**To do**
Collect every line in the records below that contains the word "headstone" and copy each one out in full. Case counts, so match only that exact capitalization.

● ● ● ●

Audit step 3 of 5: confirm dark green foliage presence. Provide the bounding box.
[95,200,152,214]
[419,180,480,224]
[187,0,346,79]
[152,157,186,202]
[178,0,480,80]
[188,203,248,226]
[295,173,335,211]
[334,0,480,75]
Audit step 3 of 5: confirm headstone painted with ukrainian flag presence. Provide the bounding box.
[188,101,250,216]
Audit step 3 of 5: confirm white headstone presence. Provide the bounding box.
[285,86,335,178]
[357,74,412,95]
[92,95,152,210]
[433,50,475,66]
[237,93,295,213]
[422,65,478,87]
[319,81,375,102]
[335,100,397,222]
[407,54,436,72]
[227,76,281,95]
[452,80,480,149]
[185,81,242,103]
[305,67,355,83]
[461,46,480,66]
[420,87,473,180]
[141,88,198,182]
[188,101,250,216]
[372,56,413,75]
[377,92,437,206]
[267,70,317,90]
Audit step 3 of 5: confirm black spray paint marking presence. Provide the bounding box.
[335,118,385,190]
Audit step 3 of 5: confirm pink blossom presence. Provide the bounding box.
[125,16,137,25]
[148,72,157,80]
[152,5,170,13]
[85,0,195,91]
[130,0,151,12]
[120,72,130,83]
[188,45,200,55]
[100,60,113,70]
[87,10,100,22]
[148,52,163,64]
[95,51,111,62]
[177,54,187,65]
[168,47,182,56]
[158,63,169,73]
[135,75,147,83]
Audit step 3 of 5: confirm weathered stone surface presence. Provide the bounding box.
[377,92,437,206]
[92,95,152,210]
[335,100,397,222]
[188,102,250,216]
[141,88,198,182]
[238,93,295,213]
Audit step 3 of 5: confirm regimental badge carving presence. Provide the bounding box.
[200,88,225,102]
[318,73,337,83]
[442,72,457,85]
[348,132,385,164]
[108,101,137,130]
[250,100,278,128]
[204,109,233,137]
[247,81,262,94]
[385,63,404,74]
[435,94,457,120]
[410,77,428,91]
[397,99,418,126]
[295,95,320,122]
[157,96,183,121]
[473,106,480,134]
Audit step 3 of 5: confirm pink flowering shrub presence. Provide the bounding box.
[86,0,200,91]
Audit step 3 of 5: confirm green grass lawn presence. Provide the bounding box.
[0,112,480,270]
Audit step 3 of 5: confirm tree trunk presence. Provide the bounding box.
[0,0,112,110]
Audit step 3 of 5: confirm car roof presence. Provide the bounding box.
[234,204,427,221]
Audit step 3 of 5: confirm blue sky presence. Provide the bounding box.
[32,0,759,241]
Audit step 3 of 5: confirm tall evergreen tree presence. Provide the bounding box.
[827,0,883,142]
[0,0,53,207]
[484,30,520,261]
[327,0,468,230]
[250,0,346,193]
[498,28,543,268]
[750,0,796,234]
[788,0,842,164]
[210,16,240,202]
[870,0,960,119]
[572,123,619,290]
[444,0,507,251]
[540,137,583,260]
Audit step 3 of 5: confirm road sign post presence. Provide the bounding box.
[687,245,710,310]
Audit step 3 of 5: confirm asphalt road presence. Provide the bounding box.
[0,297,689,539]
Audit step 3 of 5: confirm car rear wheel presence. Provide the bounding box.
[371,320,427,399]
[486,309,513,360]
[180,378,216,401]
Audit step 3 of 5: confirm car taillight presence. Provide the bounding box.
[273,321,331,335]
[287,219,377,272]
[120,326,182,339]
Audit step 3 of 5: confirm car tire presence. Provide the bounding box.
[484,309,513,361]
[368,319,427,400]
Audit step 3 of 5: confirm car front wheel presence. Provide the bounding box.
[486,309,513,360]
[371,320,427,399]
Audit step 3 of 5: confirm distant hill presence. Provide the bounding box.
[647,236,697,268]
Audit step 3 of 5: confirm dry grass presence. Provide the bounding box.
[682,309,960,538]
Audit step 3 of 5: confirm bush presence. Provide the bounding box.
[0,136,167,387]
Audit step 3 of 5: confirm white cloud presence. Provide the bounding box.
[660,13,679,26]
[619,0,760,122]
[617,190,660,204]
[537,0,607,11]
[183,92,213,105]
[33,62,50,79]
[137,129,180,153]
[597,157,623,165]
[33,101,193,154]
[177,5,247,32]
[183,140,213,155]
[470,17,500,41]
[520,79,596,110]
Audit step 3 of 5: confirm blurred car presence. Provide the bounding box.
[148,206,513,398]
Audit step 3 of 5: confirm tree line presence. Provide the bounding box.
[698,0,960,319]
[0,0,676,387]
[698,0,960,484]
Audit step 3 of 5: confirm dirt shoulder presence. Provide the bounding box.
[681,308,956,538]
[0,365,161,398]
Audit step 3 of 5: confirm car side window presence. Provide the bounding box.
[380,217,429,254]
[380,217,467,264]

● ● ● ●

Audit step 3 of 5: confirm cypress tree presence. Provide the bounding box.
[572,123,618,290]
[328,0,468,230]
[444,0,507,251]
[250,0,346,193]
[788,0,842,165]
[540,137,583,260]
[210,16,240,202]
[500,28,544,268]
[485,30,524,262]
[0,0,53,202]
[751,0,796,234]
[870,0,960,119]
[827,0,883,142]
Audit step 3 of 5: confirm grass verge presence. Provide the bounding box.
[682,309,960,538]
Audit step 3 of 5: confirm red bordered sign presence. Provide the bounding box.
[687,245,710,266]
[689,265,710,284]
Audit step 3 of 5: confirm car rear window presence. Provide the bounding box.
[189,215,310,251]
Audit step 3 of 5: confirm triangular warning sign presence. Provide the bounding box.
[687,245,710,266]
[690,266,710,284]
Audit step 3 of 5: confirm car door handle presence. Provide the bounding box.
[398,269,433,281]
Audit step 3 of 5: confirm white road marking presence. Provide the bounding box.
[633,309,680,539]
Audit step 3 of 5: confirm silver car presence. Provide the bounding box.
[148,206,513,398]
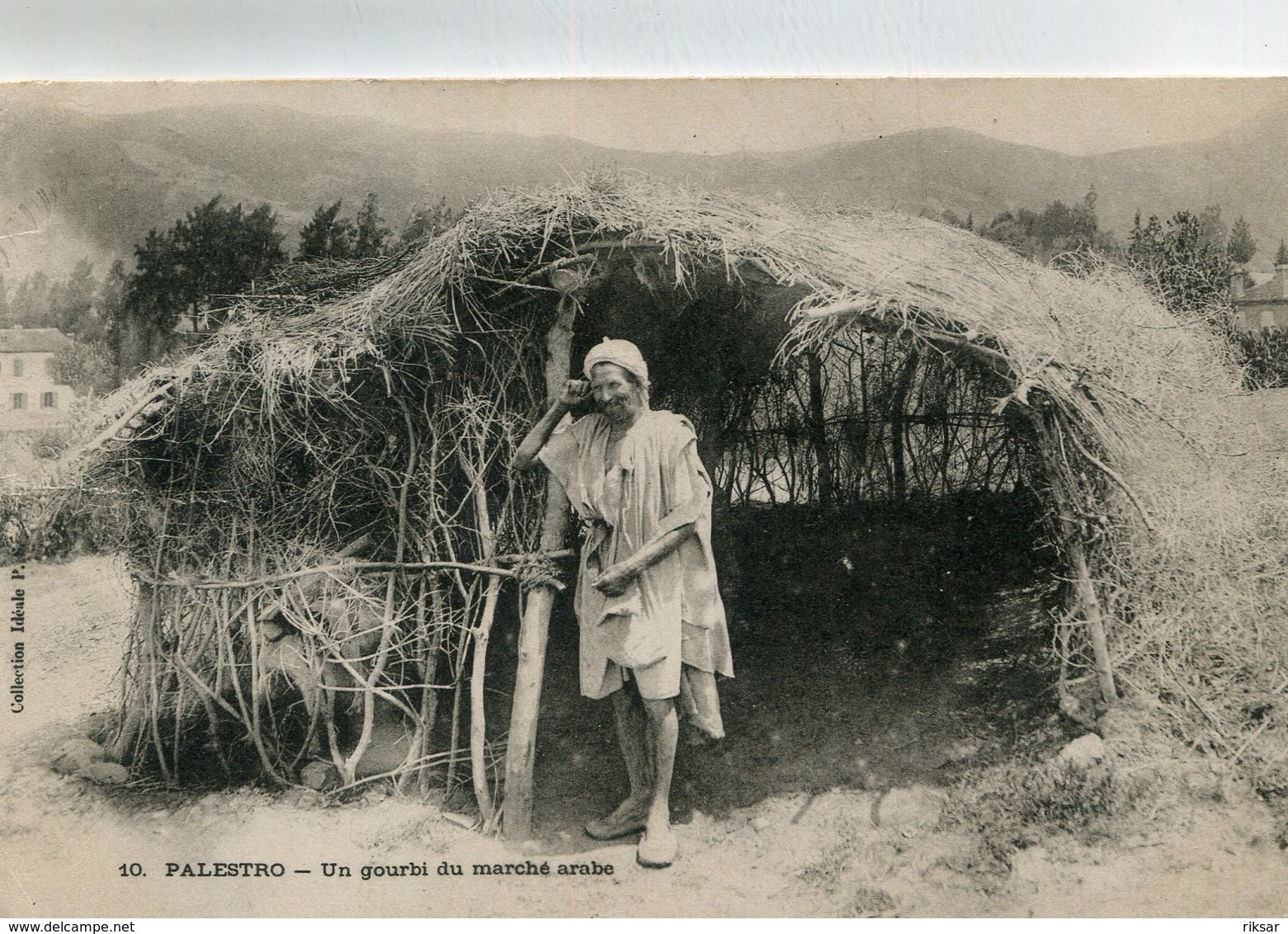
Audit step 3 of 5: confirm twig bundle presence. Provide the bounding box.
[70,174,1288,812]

● ● ● ●

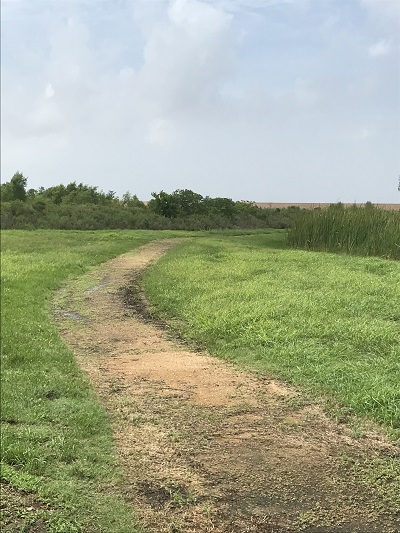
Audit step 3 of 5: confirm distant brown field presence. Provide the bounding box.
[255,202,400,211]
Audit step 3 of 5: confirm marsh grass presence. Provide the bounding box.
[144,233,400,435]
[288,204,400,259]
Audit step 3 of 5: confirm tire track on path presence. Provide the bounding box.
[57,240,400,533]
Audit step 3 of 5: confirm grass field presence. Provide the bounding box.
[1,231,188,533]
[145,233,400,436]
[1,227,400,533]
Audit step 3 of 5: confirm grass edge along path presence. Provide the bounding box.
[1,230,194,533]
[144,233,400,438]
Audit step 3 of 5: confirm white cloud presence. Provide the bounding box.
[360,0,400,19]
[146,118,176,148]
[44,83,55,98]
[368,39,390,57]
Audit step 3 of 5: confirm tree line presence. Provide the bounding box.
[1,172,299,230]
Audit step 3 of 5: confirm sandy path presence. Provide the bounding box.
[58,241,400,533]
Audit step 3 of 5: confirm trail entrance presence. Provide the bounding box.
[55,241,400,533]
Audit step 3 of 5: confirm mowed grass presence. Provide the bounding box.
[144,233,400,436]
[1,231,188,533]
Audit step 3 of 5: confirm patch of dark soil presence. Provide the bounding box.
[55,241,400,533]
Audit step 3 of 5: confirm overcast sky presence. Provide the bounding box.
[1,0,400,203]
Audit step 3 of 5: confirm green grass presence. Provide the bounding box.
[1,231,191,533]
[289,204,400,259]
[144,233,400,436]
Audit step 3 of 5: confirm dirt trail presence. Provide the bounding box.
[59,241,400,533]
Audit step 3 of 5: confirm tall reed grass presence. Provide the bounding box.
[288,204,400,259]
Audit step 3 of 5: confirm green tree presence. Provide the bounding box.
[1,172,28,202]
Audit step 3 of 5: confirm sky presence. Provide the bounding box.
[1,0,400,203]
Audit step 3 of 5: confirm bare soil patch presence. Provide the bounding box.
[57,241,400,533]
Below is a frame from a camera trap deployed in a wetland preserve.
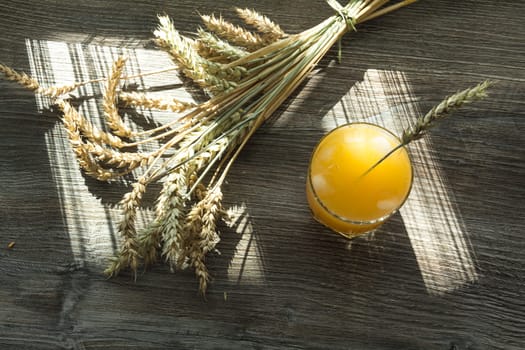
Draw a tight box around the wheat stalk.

● ● ● ●

**Response**
Audit step 3 of 5: confirm headstone painted with ukrainian flag presence. Provide the bounding box.
Audit step 3 of 5: confirm white headstone presence. Provide the bounding box.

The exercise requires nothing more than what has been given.